● Document section:

* * * * * * *

REFORMATTED anti-competition FINAL sm

Elements of Claim

A covenant not to compete is enforceable, though the courts  will interpret it narrowly and strictly. A court will restrain an  employee from working so long as the employer proves that:

1. The employer has a protectable interest in certain business  activity (definition);

2. The geographic restraint of competition is reasonable  (definition);

3. Time period of the restraint is reasonable (definition); and,

4. The absence of an undue hardship on the employee  (definition), and

5. The employer paid good and valuable consideration for the  non-compete clause (definition).

6. Most importantly, the court will balance or weigh the employer’s protectable interest versus burden of enforcement  on the employee/former employee.

Covenants in restraint of business activity are not favored, will  be strictly construed, and in the event of an ambiguity, will be  construed in favor of the worker. Richardson v. Paxton Co., 203  Va. 790, 795, 127 S.E.2d 113, 117 (1962). It is the employer’s  burden to prove that the restraint sought is no greater than  necessary to protect a legitimate business interest, is not  unduly harsh or oppressive in curtailing an employee’s ability to  earn a livelihood, and is reasonable in light of sound public  policy. Roanoke Engineering Sales Co., Inc. v. Rosenbaum, 223  Va.548, 552, 290 S.E.2d 882, 884 (1982).

* * * * * * *

● Data to use:
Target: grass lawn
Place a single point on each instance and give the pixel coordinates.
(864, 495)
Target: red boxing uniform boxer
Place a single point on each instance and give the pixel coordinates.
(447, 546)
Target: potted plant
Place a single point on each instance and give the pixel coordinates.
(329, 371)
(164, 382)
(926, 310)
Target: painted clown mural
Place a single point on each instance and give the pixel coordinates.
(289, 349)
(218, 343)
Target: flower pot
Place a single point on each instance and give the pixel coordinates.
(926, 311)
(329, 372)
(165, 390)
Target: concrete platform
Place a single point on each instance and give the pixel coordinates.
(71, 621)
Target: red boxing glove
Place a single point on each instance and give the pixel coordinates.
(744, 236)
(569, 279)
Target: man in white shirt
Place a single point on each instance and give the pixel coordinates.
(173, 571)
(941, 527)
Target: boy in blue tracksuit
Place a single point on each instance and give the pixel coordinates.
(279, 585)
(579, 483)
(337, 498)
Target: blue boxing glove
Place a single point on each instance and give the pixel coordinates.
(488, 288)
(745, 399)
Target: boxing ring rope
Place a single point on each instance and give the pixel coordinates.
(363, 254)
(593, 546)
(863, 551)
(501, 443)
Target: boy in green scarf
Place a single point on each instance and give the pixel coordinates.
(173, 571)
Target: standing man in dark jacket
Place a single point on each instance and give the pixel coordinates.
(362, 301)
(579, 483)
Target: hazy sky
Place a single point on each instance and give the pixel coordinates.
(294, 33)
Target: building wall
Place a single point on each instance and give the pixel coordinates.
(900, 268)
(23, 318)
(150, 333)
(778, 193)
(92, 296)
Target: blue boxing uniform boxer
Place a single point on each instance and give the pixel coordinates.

* * * * * * *

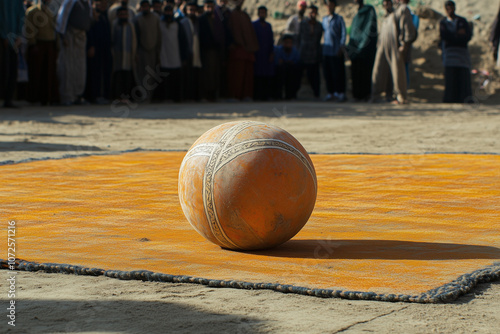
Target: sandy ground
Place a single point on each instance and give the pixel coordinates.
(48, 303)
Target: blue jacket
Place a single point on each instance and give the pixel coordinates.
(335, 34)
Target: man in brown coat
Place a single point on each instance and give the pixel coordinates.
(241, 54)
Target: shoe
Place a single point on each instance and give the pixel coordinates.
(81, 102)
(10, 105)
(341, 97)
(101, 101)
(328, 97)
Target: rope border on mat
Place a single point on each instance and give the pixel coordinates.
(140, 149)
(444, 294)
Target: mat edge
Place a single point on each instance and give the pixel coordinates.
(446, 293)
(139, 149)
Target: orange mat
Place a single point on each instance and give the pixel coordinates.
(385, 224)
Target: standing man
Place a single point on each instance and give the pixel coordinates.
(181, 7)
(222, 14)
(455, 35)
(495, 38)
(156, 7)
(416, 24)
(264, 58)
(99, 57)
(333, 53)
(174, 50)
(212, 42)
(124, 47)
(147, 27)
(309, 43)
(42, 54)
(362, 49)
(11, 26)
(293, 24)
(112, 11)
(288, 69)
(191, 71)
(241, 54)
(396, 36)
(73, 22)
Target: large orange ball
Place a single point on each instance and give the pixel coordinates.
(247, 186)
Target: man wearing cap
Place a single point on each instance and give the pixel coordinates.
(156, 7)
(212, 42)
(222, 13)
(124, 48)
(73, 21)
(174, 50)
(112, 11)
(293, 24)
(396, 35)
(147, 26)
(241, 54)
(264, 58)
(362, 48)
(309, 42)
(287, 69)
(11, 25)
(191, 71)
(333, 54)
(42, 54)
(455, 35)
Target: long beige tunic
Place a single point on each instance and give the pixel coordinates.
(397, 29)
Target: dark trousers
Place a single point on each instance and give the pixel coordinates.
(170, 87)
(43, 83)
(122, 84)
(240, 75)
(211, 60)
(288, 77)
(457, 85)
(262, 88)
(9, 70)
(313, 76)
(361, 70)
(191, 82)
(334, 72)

* * * * * * *

● Written task 1: Count the lines of the rows that contain the word "blue" and give only that number.
● Written task 2: Extend the text on covenants not to compete by continuing on from its last sentence.
The text on covenants not to compete and the rows are unrelated to each other.

● Task answer 1: 4

● Task answer 2:
Reasonable Restraints. 

If a restrictive covenant is supported by sufficient consideration  and is ancillary to an employment agreement, a worker’s   agreement not to compete against her employer upon leaving  employment will be upheld if the restraint is reasonable in terms  of length of time and geographic scope as to not create an  undue hardship on the employee.  Concord Orthopaedics  Professional Association v. Forbes, 142 N.H. 440, 444-45; 702  A.2d 1273 (1997); Smith, Batchelder & Rugg v. Foster, 119 N.H.  679, 406 A.2d 1310, 1312 (1979); Becker v. Bailey, 268 Md. 93,  299 A.2d 835, 838 (1973); Knoebel Mercantile Co. v. Siders, 165  Colo. 393, 439 P.2d 355, 358 (1968).


Restatement (Second) of Contracts

Section 186 of the RESTATEMENT (SECOND) OF CONTRACTS  provides that a promise is unenforceable on the grounds of  public policy if it is unreasonably in restraint of trade. A promise  is in restraint of trade if its performance would restrict the  promissor in the exercise of a gainful occupation. Such promises  are unreasonable if they are greater than needed to protect the  employer’s interests or the employer’s need is outweighed by  the hardship to the employee or the likely injury to the public.  RESTATEMENT § 188. See Ellis v. James V. Hurson, 565 A.2d  615, 618 (D.C. 1989).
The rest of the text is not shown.